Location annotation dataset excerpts
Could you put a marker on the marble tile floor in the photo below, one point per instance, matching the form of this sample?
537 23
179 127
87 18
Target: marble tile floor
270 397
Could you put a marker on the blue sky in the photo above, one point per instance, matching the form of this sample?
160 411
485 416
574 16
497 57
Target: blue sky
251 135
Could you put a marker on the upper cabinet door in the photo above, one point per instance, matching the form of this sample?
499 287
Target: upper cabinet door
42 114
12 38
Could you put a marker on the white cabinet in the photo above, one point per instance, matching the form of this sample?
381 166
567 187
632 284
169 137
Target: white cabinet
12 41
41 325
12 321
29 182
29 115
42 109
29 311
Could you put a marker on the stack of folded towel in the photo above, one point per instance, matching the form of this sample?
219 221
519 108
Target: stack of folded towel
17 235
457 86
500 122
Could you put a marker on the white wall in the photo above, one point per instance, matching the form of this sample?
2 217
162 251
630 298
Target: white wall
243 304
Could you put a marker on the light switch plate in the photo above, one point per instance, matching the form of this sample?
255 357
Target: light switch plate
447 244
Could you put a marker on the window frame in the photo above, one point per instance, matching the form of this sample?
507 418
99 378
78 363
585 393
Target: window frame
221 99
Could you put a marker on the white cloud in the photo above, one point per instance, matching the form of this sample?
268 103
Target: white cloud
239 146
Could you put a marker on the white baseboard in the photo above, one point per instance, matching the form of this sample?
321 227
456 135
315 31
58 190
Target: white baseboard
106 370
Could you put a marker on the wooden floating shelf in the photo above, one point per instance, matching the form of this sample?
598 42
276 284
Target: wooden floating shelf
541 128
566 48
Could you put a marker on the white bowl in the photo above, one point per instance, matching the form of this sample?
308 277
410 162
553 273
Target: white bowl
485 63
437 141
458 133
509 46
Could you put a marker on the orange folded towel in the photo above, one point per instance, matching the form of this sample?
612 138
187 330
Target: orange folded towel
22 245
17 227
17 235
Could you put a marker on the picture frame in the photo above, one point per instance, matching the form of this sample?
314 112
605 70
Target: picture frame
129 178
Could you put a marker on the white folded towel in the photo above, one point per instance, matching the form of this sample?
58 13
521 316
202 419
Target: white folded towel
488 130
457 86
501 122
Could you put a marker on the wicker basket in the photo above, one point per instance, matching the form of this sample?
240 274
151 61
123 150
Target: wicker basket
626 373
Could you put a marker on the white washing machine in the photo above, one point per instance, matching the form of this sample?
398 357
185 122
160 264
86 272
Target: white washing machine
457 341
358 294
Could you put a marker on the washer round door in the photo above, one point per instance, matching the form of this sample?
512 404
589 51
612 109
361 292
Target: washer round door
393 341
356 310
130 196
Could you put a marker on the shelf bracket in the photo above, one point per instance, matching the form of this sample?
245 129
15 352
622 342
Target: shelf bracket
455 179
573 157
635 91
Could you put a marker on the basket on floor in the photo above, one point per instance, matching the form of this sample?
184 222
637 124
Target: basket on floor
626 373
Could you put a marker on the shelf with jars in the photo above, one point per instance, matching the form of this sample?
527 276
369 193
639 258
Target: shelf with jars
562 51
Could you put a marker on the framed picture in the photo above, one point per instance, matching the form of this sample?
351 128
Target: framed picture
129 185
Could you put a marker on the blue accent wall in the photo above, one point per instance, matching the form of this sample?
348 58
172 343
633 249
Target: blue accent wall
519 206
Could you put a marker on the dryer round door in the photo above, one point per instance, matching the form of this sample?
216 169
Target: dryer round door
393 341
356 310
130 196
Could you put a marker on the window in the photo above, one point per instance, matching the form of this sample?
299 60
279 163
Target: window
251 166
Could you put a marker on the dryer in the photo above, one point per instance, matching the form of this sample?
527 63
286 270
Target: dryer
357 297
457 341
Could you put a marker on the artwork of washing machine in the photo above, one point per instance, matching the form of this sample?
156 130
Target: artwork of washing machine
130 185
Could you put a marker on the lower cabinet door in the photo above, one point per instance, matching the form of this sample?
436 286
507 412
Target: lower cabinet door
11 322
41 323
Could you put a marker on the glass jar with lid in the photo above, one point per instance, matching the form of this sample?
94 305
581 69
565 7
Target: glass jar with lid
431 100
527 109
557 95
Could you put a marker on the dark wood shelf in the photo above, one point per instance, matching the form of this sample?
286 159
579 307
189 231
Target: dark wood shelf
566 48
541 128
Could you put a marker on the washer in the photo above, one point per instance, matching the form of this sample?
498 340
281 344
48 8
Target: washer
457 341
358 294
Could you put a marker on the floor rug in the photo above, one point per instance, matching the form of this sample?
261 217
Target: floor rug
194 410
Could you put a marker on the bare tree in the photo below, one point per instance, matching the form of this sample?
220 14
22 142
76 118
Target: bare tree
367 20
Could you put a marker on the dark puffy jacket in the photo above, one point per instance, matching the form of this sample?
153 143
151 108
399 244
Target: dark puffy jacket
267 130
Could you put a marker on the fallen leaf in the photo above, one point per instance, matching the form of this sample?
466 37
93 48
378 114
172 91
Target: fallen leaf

*WHAT THIS TASK INVOLVES*: Output every entry shown above, exactly.

*WRITTEN ANSWER*:
Could you put a marker on the marble tile floor in the photo below, one point per instance, matching the form of this sample?
537 23
179 127
87 18
Target: marble tile floor
270 397
Could you put a marker on the blue sky in the photo above, one point per instance, matching the form of this sample?
160 411
485 416
574 16
497 57
Target: blue sky
251 135
Could you put a marker on the upper cabinet door in the photo above, one point per instance, matching the form of this sample?
499 287
Target: upper cabinet door
42 114
12 38
Could you put a marker on the white cabinet in the photo above, one point per instance, matching the form of this sample?
381 166
567 187
632 284
169 137
Target: white cabinet
12 41
41 325
12 321
29 182
29 115
42 109
29 311
Could you put a marker on the stack of folded towel in the photo above, one point per instance, matching the form of this sample?
219 221
519 108
Target: stack of folded towel
17 235
457 86
500 122
Could you put a marker on the white wall in the photo above, one point per instance, matching the form of this sample?
2 217
162 251
630 298
Target: white wall
243 304
Could you put a marker on the light switch plate in the photo above, one point per instance, matching the form of this sample?
255 357
Target: light switch plate
447 244
Could you put a marker on the window frame in the photo above, one point per instance, matching the form of this sample?
507 418
99 378
78 363
585 393
Target: window frame
221 99
Could you put a marker on the white cloud in the photo above, one point per instance, matching the form of this sample?
268 103
Target: white cloud
239 146
Could you put a marker on the white baseboard in the photo above, one point per instance, matching the form of this sample?
321 227
456 135
315 31
58 190
Target: white baseboard
106 370
Could you put a marker on the wooden floating shelf in the photo above, one point per instance, matching the form of this sample?
598 42
276 284
Target: wooden floating shelf
541 128
566 48
Could you put a marker on the white bowl in the photo above, one point per instance, matching the form of this sample?
308 277
410 162
553 273
Target: white bowl
485 63
437 141
458 133
509 46
Could you put a marker on the orange folded towel in the photo above, one point per instance, matching the form of this sample?
612 138
187 330
Target: orange folded towel
22 245
17 227
17 235
Could you put a marker on the picture frame in the photo above, one point per instance, matching the form of this sample?
314 112
605 70
Target: picture frame
129 178
Could you put a marker on the white folded towel in the photo above, one point per instance, matching the form of this sample?
58 13
521 316
202 419
Target: white folded towel
488 130
457 86
501 122
Could you put a marker on the wicker basket in the photo above, one point per instance, matching the form of this sample?
240 274
151 61
123 150
Target: wicker basket
626 373
Could you put a marker on the white washing machine in the photo above, one point per instance, matching the form of this sample?
398 357
185 122
160 264
86 272
Target: white washing machine
457 341
358 294
Could you put a marker on the washer round door in the photo above, one point per instance, matching the form of this sample?
512 404
589 51
612 109
361 292
Target: washer round door
393 341
356 310
130 196
Could you put a marker on the shelf bracket in the photo above, one point per instance, matching the form of this sample?
245 129
15 352
622 342
Target: shelf bracket
455 179
573 157
635 91
Could you put a marker on the basket on floor in the photo above, one point per instance, matching the form of this sample?
184 222
637 124
Target: basket on floor
626 373
Could you put a marker on the shelf with jars in the photo above, one point per instance, matching the form of this sample?
527 276
369 193
639 258
Target: shelf with jars
562 51
Could you put a marker on the framed picture in the photo above, one point per instance, matching the form of this sample?
351 128
Target: framed picture
129 185
Could you put a marker on the blue accent wall in the photo above, one point per instance, matching the form of this sample?
348 58
172 343
633 249
Target: blue accent wall
519 206
Could you put a marker on the dryer round door in the photo above, one point per instance, matching the form of this sample?
216 169
Target: dryer round door
393 341
356 310
130 196
Could you put a marker on the window in the photo above, one point per instance, matching the form of this sample?
299 60
279 163
Target: window
251 166
Could you put a marker on the dryer in the photo above, one point per instance, matching the form of this sample?
527 63
286 270
Target: dryer
357 297
457 341
Could you put a marker on the artwork of washing machine in the photo above, one point per instance, matching the form of this sample?
156 130
Target: artwork of washing machine
130 185
Could you put a marker on the lower cabinet door in the photo above, one point per instance, matching the form of this sample?
436 286
507 412
Target: lower cabinet door
11 322
41 323
Could you put a marker on the glass jar with lid in the photo above, one point per instance, matching the form of this sample?
94 305
581 69
565 7
Target: glass jar with lid
431 100
527 109
557 95
Could you put a marker on the dark wood shelf in the photo above, one point per instance, matching the form of this sample?
286 159
579 307
189 231
Target: dark wood shelf
566 48
541 128
Could you put a marker on the washer in the photo above, one point per instance, matching the form of this sample?
498 340
281 344
48 8
Target: washer
457 341
358 294
Could you put a marker on the floor rug in the photo above, one point per instance, matching the form of this sample?
261 217
Target: floor rug
194 410
Could you put a marker on the bare tree in the photo below, one point per instance, matching the form of this sample?
220 14
22 142
76 118
Target: bare tree
367 20
Could you put a marker on the dark puffy jacket in the photo above, one point per instance, matching the form of this sample?
153 143
151 108
399 244
Target: dark puffy jacket
267 130
Could you put a marker on the fallen leaf in the photo above, one point per instance, matching the form of this sample?
466 37
93 48
378 114
172 91
Target: fallen leaf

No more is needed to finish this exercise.